■ To be done ■
Retype the entries from their first line through the line containing "column 589, row 305", that line included, reproducing each line without any change.

■ Stored records ■
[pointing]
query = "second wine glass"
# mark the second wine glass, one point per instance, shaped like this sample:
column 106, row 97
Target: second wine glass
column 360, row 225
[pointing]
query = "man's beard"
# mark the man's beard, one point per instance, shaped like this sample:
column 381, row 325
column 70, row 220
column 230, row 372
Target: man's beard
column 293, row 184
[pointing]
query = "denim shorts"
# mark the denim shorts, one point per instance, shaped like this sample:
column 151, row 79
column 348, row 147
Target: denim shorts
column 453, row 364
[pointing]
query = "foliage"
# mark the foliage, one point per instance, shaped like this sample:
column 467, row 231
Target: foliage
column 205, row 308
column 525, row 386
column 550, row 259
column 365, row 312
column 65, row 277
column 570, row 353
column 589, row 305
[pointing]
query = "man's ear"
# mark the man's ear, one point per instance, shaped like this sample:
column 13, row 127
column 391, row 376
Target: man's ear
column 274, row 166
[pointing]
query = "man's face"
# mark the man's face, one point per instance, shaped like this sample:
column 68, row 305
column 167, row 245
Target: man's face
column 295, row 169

■ Expected output ■
[pointing]
query = "second wine glass"
# mark the second wine glass, one point per instance, shaped like this sample:
column 106, row 97
Target: second wine glass
column 360, row 225
[pointing]
query = "man's beard"
# mark the man's beard, one point per instance, shaped like this sample:
column 381, row 325
column 70, row 220
column 230, row 372
Target: man's beard
column 293, row 184
[pointing]
query = "denim shorts"
# mark the denim shorts, one point per instance, shaped like this sample:
column 151, row 79
column 348, row 147
Target: denim shorts
column 453, row 364
[pointing]
query = "foliage"
# mark the foliage, one point per instance, shaped like this sample:
column 467, row 231
Target: foliage
column 205, row 308
column 525, row 386
column 550, row 259
column 365, row 312
column 65, row 277
column 570, row 353
column 589, row 305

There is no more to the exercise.